■ **Provided data**:
● ● ● ● ● ● ●

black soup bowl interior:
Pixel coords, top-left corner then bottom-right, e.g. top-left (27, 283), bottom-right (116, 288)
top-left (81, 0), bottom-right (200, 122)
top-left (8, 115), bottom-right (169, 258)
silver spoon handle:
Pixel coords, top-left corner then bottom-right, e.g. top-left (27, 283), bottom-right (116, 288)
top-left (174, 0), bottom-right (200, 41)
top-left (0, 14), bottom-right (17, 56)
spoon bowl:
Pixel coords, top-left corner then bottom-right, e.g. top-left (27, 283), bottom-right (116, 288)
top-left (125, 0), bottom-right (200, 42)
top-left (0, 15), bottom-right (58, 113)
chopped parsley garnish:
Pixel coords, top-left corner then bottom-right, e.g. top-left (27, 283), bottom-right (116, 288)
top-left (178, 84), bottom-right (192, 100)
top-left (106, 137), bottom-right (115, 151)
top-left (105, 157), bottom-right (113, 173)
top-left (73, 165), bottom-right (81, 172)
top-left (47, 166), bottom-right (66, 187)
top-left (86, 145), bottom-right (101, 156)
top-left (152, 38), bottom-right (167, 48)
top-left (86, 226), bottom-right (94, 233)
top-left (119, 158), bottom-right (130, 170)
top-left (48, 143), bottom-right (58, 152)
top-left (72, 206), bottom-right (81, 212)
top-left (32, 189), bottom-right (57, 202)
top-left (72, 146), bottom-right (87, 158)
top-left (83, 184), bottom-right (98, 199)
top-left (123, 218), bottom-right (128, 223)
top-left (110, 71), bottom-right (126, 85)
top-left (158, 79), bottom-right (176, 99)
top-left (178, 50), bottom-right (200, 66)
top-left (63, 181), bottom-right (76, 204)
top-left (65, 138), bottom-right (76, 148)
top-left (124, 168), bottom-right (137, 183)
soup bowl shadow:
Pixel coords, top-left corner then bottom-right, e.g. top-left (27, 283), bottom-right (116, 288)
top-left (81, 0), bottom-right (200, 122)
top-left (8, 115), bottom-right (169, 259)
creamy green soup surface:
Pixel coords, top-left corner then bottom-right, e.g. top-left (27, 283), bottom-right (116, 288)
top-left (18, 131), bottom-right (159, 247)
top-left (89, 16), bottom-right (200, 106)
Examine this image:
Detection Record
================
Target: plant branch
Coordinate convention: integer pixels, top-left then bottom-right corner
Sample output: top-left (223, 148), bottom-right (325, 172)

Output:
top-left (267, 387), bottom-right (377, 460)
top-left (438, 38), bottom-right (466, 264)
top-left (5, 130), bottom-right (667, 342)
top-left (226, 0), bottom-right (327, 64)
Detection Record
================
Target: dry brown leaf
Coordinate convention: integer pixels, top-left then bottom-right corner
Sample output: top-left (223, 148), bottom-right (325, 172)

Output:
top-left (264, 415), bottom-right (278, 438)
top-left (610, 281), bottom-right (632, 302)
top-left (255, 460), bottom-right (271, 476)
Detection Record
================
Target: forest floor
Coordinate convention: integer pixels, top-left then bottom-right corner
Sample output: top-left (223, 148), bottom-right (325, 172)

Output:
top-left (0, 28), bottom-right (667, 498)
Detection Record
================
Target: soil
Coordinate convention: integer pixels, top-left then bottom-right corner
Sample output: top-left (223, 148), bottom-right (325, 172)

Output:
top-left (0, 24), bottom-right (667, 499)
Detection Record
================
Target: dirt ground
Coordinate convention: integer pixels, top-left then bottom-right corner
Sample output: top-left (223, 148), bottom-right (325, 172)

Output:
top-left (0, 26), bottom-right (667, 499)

● ● ● ● ● ● ●

■ **The problem**: Copy the data word for word, from the line with "creamy green soup" to the line with "top-left (0, 28), bottom-right (667, 498)", including both of those lines.

■ **Answer to this problem**:
creamy green soup surface:
Pixel coords, top-left corner then bottom-right, e.g. top-left (27, 283), bottom-right (116, 288)
top-left (18, 131), bottom-right (159, 247)
top-left (89, 16), bottom-right (200, 106)
Examine this image:
Detection Record
================
Target: plant branch
Coordinate convention: integer pixels, top-left then bottom-right corner
Sample output: top-left (223, 148), bottom-right (325, 172)

Output:
top-left (267, 387), bottom-right (377, 460)
top-left (438, 38), bottom-right (466, 264)
top-left (5, 130), bottom-right (667, 342)
top-left (226, 0), bottom-right (327, 64)
Detection Record
================
Target: dry brown leaf
Coordinate convention: integer pixels, top-left then bottom-right corner
Sample output: top-left (223, 148), bottom-right (325, 172)

Output:
top-left (264, 415), bottom-right (278, 438)
top-left (610, 281), bottom-right (632, 302)
top-left (255, 460), bottom-right (271, 476)
Detection Record
================
Target: forest floor
Coordinate convention: integer pixels, top-left then bottom-right corner
Sample output: top-left (223, 148), bottom-right (325, 172)

Output:
top-left (0, 28), bottom-right (667, 498)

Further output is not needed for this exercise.